Can you return every one of these records unchanged, line for line, but without the pictures?

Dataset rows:
+---+
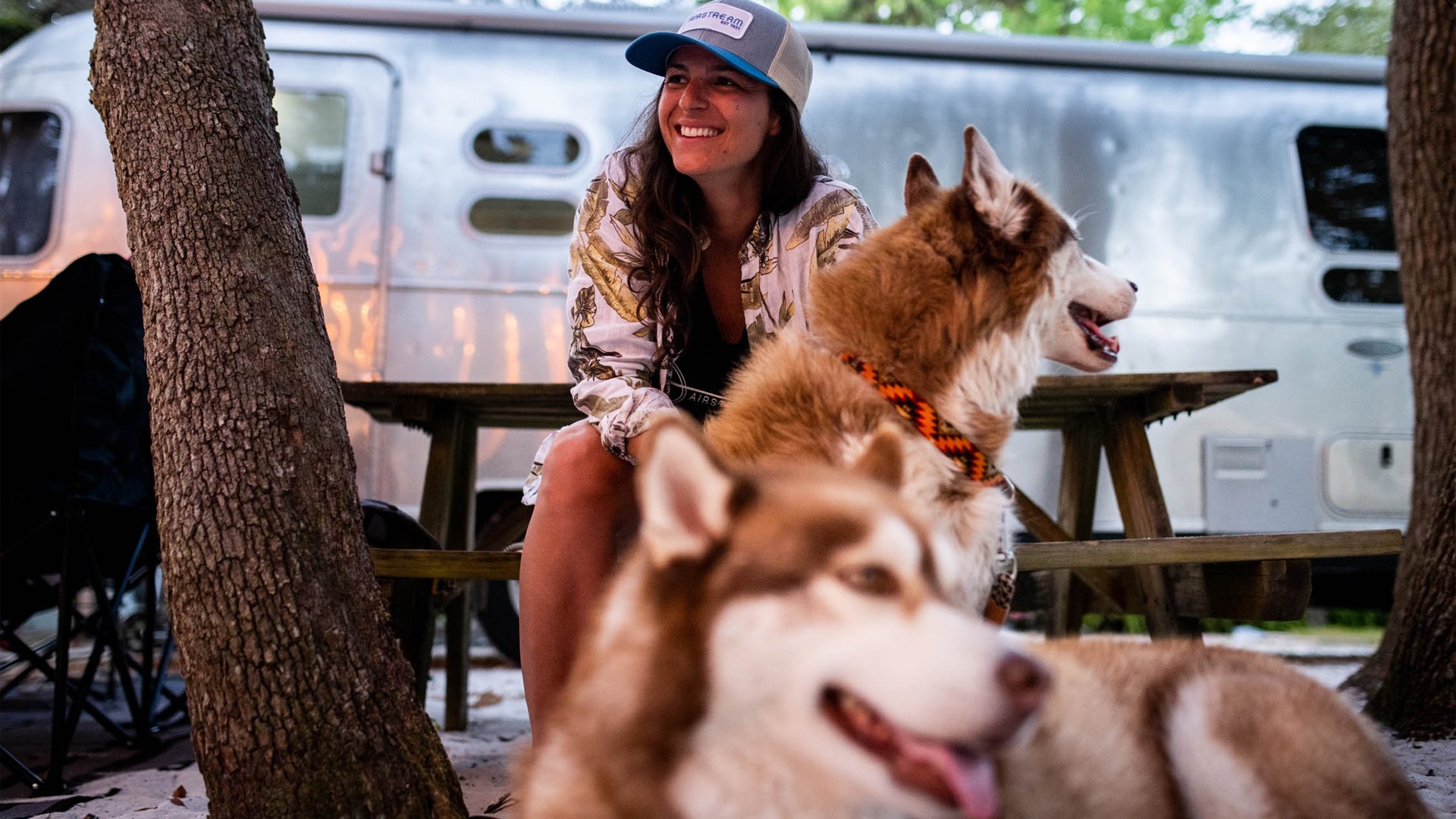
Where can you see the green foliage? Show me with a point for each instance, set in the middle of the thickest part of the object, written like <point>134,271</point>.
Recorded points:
<point>1219,626</point>
<point>12,28</point>
<point>1345,27</point>
<point>1164,22</point>
<point>1114,624</point>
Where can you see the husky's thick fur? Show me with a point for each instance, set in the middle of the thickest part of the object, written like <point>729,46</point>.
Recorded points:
<point>781,646</point>
<point>745,646</point>
<point>959,300</point>
<point>1177,730</point>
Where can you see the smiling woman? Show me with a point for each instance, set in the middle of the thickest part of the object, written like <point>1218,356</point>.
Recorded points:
<point>692,245</point>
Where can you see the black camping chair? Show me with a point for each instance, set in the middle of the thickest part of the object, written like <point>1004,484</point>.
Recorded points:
<point>77,507</point>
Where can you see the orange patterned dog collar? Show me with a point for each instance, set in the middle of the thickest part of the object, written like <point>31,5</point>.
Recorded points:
<point>929,423</point>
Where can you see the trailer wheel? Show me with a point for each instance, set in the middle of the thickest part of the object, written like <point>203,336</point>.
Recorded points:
<point>500,522</point>
<point>500,618</point>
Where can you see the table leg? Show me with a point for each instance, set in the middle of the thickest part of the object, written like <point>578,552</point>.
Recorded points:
<point>1076,500</point>
<point>1145,515</point>
<point>447,510</point>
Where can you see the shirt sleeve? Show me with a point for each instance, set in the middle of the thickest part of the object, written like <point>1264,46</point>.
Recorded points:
<point>612,349</point>
<point>845,226</point>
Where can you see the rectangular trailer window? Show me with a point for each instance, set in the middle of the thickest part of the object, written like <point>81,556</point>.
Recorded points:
<point>1347,187</point>
<point>539,146</point>
<point>312,129</point>
<point>1363,286</point>
<point>523,218</point>
<point>30,156</point>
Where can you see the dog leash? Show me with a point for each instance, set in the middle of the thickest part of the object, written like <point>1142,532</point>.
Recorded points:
<point>954,445</point>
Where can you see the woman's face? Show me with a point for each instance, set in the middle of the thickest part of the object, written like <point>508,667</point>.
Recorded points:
<point>714,118</point>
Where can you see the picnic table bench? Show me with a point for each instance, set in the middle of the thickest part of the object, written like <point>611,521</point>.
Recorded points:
<point>1150,572</point>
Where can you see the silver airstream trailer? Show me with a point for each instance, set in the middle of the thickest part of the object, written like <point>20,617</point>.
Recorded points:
<point>438,152</point>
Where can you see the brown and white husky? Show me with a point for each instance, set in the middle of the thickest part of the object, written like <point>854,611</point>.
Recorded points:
<point>780,645</point>
<point>951,308</point>
<point>736,654</point>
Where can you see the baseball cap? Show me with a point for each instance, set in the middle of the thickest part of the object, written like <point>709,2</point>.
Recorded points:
<point>750,37</point>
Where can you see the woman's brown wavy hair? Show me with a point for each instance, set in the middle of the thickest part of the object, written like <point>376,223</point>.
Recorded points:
<point>670,215</point>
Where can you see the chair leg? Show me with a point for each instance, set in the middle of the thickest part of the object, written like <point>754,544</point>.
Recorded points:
<point>19,770</point>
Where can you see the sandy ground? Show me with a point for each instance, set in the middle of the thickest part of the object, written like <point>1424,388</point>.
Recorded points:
<point>498,732</point>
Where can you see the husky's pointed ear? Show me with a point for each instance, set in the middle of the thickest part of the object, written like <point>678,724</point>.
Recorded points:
<point>884,458</point>
<point>683,496</point>
<point>990,186</point>
<point>921,183</point>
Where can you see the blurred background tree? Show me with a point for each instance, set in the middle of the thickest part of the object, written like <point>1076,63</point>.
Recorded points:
<point>1165,22</point>
<point>1345,27</point>
<point>19,18</point>
<point>1338,27</point>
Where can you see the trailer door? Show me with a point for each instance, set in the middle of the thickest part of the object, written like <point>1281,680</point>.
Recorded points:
<point>335,129</point>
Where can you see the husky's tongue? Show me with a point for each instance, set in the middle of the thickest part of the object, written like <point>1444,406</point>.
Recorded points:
<point>932,767</point>
<point>1094,333</point>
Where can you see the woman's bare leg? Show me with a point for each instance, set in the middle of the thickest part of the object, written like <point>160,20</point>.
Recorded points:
<point>582,503</point>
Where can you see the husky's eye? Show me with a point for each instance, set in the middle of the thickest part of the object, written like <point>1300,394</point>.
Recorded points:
<point>870,579</point>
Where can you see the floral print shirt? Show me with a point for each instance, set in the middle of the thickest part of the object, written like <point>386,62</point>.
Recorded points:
<point>619,384</point>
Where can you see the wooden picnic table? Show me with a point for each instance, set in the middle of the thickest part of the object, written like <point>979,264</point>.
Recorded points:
<point>1094,413</point>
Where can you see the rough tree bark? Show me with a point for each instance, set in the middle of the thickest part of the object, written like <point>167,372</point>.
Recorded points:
<point>300,701</point>
<point>1413,676</point>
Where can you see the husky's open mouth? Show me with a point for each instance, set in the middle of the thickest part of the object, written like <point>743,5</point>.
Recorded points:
<point>1091,324</point>
<point>951,773</point>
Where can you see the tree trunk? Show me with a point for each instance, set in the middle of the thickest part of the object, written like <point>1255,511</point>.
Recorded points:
<point>1417,692</point>
<point>300,700</point>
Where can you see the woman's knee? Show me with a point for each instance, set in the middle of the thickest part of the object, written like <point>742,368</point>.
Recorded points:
<point>579,469</point>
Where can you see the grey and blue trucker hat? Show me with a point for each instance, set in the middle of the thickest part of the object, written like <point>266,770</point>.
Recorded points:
<point>753,38</point>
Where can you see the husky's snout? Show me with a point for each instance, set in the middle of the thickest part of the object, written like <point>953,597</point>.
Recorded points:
<point>1024,682</point>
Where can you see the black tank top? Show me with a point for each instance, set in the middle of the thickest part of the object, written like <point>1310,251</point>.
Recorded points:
<point>698,378</point>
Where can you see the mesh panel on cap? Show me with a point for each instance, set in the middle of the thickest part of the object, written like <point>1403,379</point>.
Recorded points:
<point>792,67</point>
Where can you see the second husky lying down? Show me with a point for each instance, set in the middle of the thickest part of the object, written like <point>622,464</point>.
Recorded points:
<point>748,637</point>
<point>781,646</point>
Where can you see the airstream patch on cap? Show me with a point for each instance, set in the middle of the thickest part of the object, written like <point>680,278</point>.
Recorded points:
<point>720,18</point>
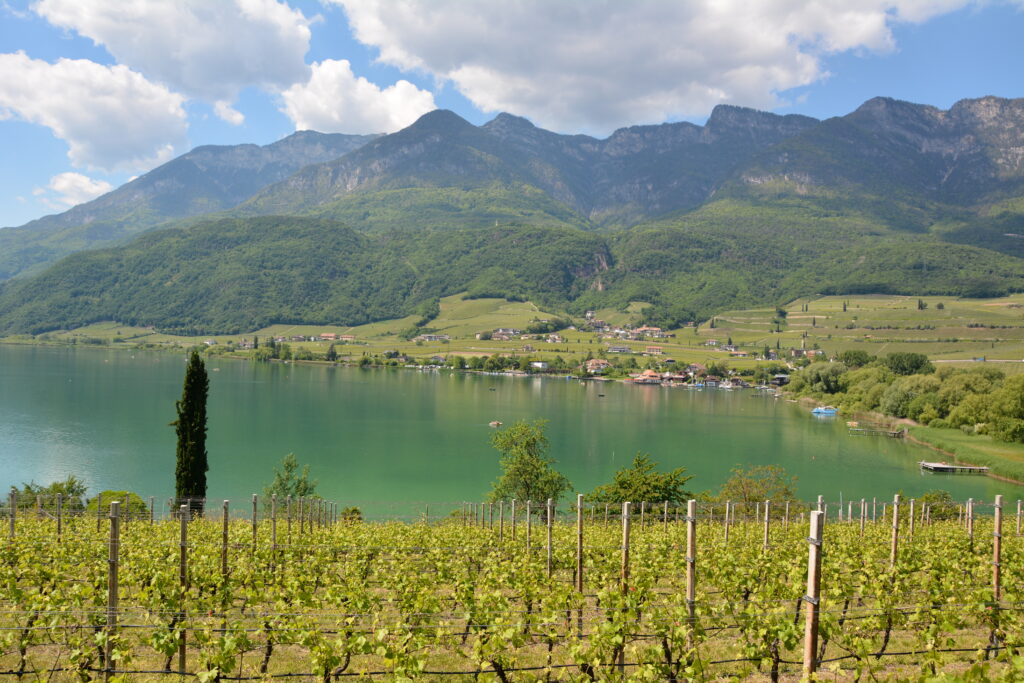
+---+
◆ Solution to this task ◆
Where can you see the green foliage? Show me with a point for each instance, set in the middle of the thickest part of the object, written like <point>134,271</point>.
Recorded points:
<point>1219,626</point>
<point>12,28</point>
<point>1345,27</point>
<point>1164,22</point>
<point>1114,624</point>
Where can you see the husky's thick fur? Show me with a point for each instance, set in the middle of the thickest part of the object, written like <point>729,46</point>.
Recorded points:
<point>781,646</point>
<point>745,646</point>
<point>959,300</point>
<point>1177,730</point>
Where can you see the smiling woman? Show me with a point for each instance, set in the middle of the thickest part of the object, written like <point>1218,356</point>.
Recorded points:
<point>692,245</point>
Where can you see the black camping chair? Show me with a point for each instance, set in the middle of the thickest part of the object, written like <point>1004,484</point>.
Recorded points:
<point>77,507</point>
Where can you see the orange patterned dog collar? Show me with a point for each instance, set in the middle of the thickest part of the object, written like <point>31,5</point>.
Recorded points:
<point>929,423</point>
Where can you see the trailer wheel? Show me with a point for each instance, set in the middle of the thickest part of the object, written like <point>203,336</point>.
Recorded points:
<point>500,522</point>
<point>500,618</point>
Where can you see the table leg? Show me with a point for each instance, set in the middle of the thickest part of the object, written like <point>578,552</point>.
Recorded points:
<point>1076,500</point>
<point>1145,515</point>
<point>447,510</point>
Where can you see the shirt sleeve? Show me with a point for each instance, set in the middle of the thickest part of the object, written like <point>1264,46</point>.
Recorded points:
<point>612,349</point>
<point>845,226</point>
Where can you see the rectangular trailer window? Show me with a point for each instance, set in the middle of the thickest part of the object, written like <point>81,556</point>.
Recorded points:
<point>1347,187</point>
<point>539,146</point>
<point>312,129</point>
<point>1363,286</point>
<point>523,218</point>
<point>30,156</point>
Where can you see the dog leash? Show me with a point for each instance, set in the middle of the thickest part of the object, written like <point>1142,532</point>.
Recorded points:
<point>954,445</point>
Where can you see the woman's face? Show me with a point for each instance, set in the middle of the thickest part of the object, written like <point>508,667</point>.
Recorded points:
<point>714,118</point>
Where can you see the picnic table bench? Show me with a point for each instance, set in the middle of the thickest part of the object, written like <point>611,521</point>.
Recorded points:
<point>1150,572</point>
Where can you see the silver airstream trailer? Show me with a point for each instance, set in the middle of the thickest part of the object, written like <point>20,617</point>.
Recorded points:
<point>438,152</point>
Where can you see the brown and white husky? Show me with a point for each instance, set in the middle of the thickest part of the object, written like <point>854,611</point>.
Recorded points:
<point>780,645</point>
<point>951,308</point>
<point>736,654</point>
Where can you see the baseball cap? Show me with a point for each instance, set in the middle of the thickest part of the object, written like <point>709,2</point>.
Recorded points:
<point>750,37</point>
Where can you see the woman's brown wavy hair? Show me with a point for each instance, set in the middle of the thickest part of the object, written like <point>376,223</point>.
Recorded points:
<point>670,215</point>
Where can you see the chair leg? Show me with a point for each instance, set in the middle of the thickest part of the object, written like <point>754,544</point>.
Recorded points:
<point>19,770</point>
Where can you see the sandy ground? Show me with a point for each instance, set in the middle of the thickest part of the object, written like <point>1424,388</point>.
Recorded points:
<point>498,732</point>
Where can you see the husky's pointed ear? Show me with a point for each instance, set in the middle of the thickest part of the object, written like <point>678,724</point>.
Recorded points:
<point>884,458</point>
<point>683,496</point>
<point>990,186</point>
<point>921,183</point>
Where can you see the blurred background tree? Show me with a point for each instance, set in the middle of the thickest part of the object, written like <point>1076,63</point>.
Recorded points:
<point>1165,22</point>
<point>1345,27</point>
<point>19,18</point>
<point>1338,27</point>
Where can you see the trailer door? Show me with a point for each instance, set in the middle of the thickest part of the object, written like <point>1281,680</point>.
Recorded points:
<point>335,129</point>
Where can you see the husky's tongue? Show me with a point for each instance, set in the middle of the thickest part of the object, written like <point>1444,406</point>.
Recorded points:
<point>932,767</point>
<point>1094,333</point>
Where can you see the woman's bare leg? Show me with a point for each instance, set in the middle of the thickest part of the object, written like <point>160,20</point>.
Recorded points:
<point>582,503</point>
Where can you see the husky's eye? Show me with a point for each instance, set in the middle of the thickest part of the object, written like <point>1300,394</point>.
Recorded points:
<point>870,579</point>
Where can you see the floral print shirt? Show me with a point for each instance, set in the middle of the thickest part of the object, written like <point>386,62</point>.
Recorded points:
<point>619,384</point>
Where can you see the wooden picnic table? Show me with a point for each instance, set in the middle of the thickest part of the object, written like <point>979,264</point>.
Recorded points:
<point>1094,413</point>
Where can you see the rough tree bark? Show me with a point for each instance, set in the middle of the thickest part of the object, written like <point>167,372</point>.
Recorded points:
<point>300,701</point>
<point>1413,676</point>
Where can you see the husky's open mouth? Show me with a point for each instance, set in the middle of the thickest part of the object, written like <point>743,5</point>.
Recorded points:
<point>1091,324</point>
<point>951,773</point>
Where can you see the tree trunk? Show me with a point for each instance, set in the middle of the thickest part of the object, written like <point>1255,511</point>.
Recorded points:
<point>1417,692</point>
<point>300,700</point>
Where can you see the woman's knee? Show me with a point for each instance, set in the middle of the thickest part of the object, written like <point>742,368</point>.
Recorded points:
<point>579,469</point>
Where can you see the grey and blue trucker hat? Show me with a point for each instance, set in the middle of the thickest part of the object, written like <point>266,770</point>.
Recorded points:
<point>753,38</point>
Where can you see the husky's snout? Show me with a point for each instance, set in the middle of the thickest part of the object, written like <point>953,597</point>.
Recorded points:
<point>1024,682</point>
Where can you see the black tank top? Show me with a point for each instance, set in the middle of the thickest part of the object, written like <point>1310,251</point>.
Recorded points:
<point>698,378</point>
Where can you see the mesh panel on cap? Show me with a point for each instance, set in the middle of the thickest part of the object, written like <point>1403,379</point>.
Recorded points:
<point>792,67</point>
Where can you see the second husky lying down? Show me with a point for each instance, set in the middle of the thickest part of the object, written like <point>622,464</point>.
Recorded points:
<point>748,637</point>
<point>781,646</point>
Where can you see the airstream patch on cap? Show me with a point for each instance, set in the middle of the thickest part of the object, written like <point>680,278</point>.
Recorded points:
<point>720,18</point>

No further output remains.